#### Excerpt provided
Keeping that Spice Alive

Nick Billock - At Your Service
4 min readMar 28, 2021

Our story dates back to the 80s, the time of pegged jeans, big hair and Walkman radios. I moved to the area in the 5th grade and by high school, we had become best friends, enjoying the chain restaurant “Chi-Chi’s” often and even going to school dances together, albeit just friends. I would leave for the Navy’s boot camp in August 1991, just two months after graduation from high school and by the time Christmas arrived that December, we went from friends to being engaged to married. It was Christmas Eve 1991 when we sat on Santa’s lap in downtown Akron, OH when I slid off the big man’s lap and asked Marjie to be my wife. I was 19 to her newly-turned 20. 11 months later, we’d marry.

Homecoming 1989 or 1990?!

The 90s were mostly us being young and naive and me serving on active duty in the Navy and by 2001, I hung up the uniform and we returned to our hometown with a 1 year old and another one on the way. In the interim, we moved to Colorado, built a house, sold that house and moved away in the span of one year. We hit a pretty big bottom in our relationship just prior to that but rebounded well and ready to raise our two girls. In 2007, my desire to serve got the best of me and I returned to uniform but in a part-time capacity while our hometown in Ohio remained our home. The same place we graduated high school from in 1991 would also be the alma mater of our girls.

In the post-9/11 world and the longest war going on in history and often in two countries, I deployed twice to the war zone and again, more challenge faced us in our marital life. I have told my/our story many times and in short, we are nothing short of a miracle. By the world’s standards, we should’ve been done long ago and me 6 feet under. But by the grace of God showing up in a big way and two people dying to themselves and turning towards one another selflessly, we are here today. And we’re not just here, we’re thriving.

Excerpts of location labeling data
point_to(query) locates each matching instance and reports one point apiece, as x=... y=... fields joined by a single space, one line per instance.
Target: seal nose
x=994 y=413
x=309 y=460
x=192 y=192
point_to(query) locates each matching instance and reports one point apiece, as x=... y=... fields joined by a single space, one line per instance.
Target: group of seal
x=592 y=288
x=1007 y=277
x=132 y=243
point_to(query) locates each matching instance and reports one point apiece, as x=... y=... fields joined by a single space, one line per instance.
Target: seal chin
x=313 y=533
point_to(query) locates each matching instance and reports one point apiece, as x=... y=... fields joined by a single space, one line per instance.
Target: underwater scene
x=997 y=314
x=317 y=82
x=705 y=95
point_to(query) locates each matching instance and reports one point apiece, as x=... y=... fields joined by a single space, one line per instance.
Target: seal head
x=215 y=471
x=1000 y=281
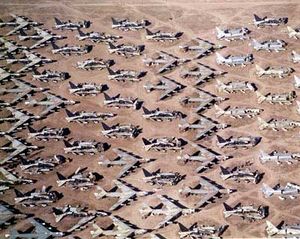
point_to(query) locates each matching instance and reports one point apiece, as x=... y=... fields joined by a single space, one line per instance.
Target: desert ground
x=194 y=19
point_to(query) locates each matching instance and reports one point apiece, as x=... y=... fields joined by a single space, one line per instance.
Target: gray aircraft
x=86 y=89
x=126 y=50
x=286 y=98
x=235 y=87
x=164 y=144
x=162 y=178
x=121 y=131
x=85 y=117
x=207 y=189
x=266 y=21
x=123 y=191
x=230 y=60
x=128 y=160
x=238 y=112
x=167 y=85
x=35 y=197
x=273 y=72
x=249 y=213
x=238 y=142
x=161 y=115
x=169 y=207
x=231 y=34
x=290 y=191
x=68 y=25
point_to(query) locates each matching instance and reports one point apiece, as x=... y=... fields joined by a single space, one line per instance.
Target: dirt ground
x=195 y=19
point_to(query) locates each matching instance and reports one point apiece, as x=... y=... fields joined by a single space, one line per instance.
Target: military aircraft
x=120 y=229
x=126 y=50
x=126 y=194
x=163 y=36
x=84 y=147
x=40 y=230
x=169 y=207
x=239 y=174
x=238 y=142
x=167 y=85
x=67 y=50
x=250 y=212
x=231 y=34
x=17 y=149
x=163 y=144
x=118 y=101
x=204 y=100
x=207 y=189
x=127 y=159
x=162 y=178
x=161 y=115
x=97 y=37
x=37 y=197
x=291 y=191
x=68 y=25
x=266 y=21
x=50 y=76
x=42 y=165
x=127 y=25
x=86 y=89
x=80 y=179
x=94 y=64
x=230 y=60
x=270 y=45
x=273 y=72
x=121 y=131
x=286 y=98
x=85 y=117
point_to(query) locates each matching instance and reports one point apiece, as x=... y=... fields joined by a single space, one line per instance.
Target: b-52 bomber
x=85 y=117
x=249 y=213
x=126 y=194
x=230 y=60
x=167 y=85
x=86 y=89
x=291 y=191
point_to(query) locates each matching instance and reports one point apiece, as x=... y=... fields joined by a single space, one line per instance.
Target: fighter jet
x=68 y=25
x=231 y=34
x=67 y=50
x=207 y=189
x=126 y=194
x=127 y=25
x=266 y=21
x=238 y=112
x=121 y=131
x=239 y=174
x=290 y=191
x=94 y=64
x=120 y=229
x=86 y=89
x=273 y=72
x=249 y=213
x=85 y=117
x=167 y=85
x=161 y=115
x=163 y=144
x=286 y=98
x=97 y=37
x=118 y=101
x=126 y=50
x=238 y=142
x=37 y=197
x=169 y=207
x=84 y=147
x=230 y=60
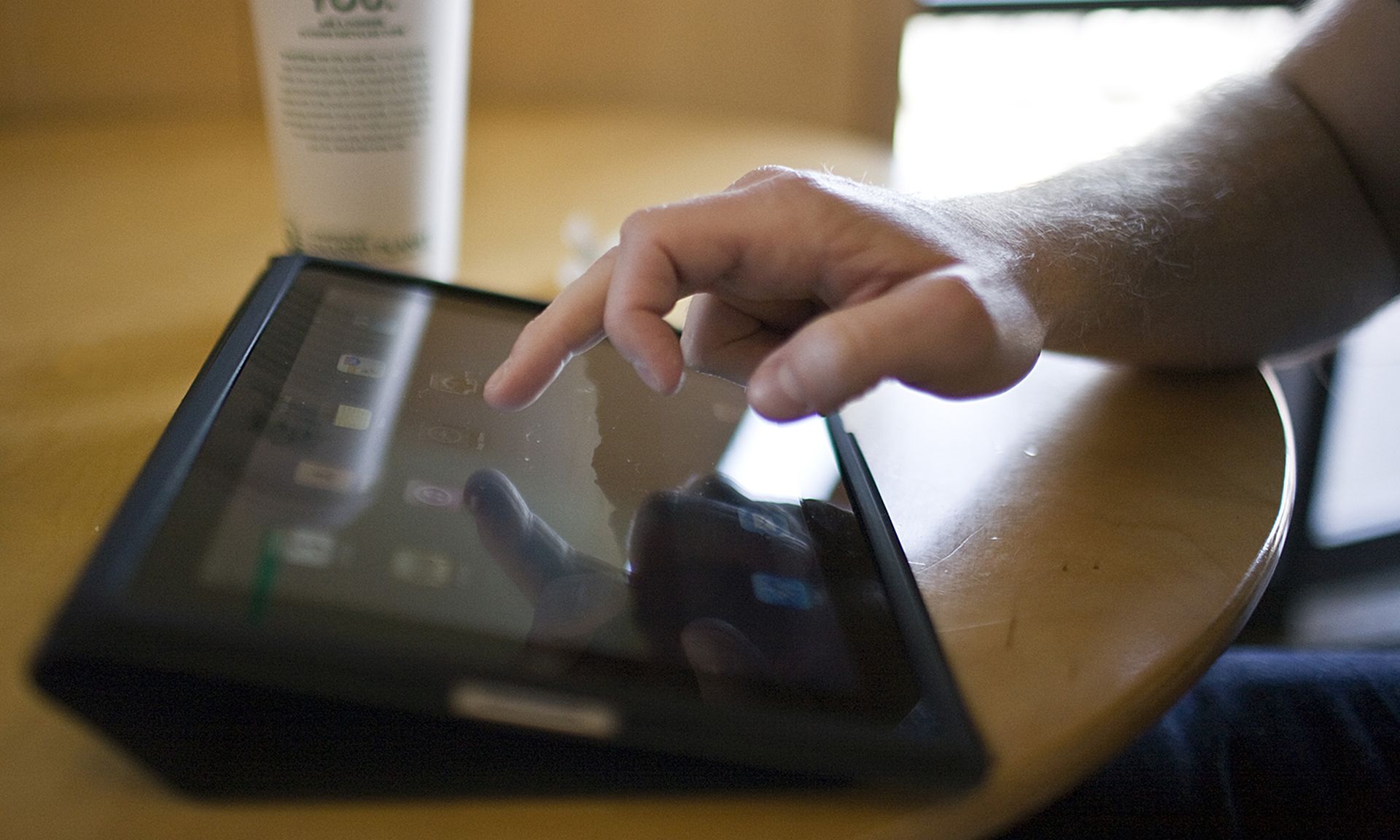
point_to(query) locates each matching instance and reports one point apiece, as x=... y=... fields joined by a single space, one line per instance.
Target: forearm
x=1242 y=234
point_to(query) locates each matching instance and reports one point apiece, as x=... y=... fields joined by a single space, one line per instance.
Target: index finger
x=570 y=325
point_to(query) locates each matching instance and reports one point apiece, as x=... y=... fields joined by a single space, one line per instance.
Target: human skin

#### Problem
Resume the marriage story from the point where the excerpt ends.

#### Result
In marriage and honestly, in any relationship, there has to be give and take. There also has to be an effort to reach across the table, per se, and compromise for the good of the other and the relationship. I often see many living life, appearing to be happy and firing on all cylinders, but really just operating in parallel, as if on railroad tracks. They are side by side but their lives don’t necessarily intersect much. For us, we are very different and have extremely different likes and dislikes:

  • She loves to read. I despise it.
  • I crave a soul-crushing workout. She’d rather sip her java and watch.
  • She loves to sleep…like REALLY sleep. 6hrs is good for me.
  • I love technology. She tolerates it.
  • She’s left-handed. I’m right…handed.
  • I love spreadsheets. Her: “Sheets belong only on a bed and me under them!”
  • If Nicholas Sparks wrote it, she wants to watch it. Me? Wake me when it’s over and then let’s watch Star Wars. (She has never seen ANY of the franchise’s films.)

That’s just a sampling of differences but we have a lot of similarities, too. We both love to serve. We have a passion for marriages and fully believe our marriage was redeemed so that we can serve others. We love long walks, craft breweries (and short trips that introduce us to new ones), doing fitness together and just spending good ‘ol time together. Often, that means us watching another episode of New Amsterdam, A Million Little Things, Ozark or yet another YouTube video on thru-hiking the Appalachian Trail. (our current BIG goal on the horizon in the next 3–5 years)

March 2021

Just this past Christmas, I returned home from my longest deployment of my 23+ years of service. Instead of this trip serving as a wrecking ball to our relationship, it strengthened it. It was a reset, of course, but also cemented us in what is truly important to us. It has renewed our every day and really pushed us towards living INTENTIONALLY vs. just letting life drift on by. Intentionality can and will revolutionize any relationship. That includes intentionally making those train tracks cross. Do things with each other that the other likes…even if it’s not totally your jam. Create memories, laugh, and enjoy life together but focus on them, not you.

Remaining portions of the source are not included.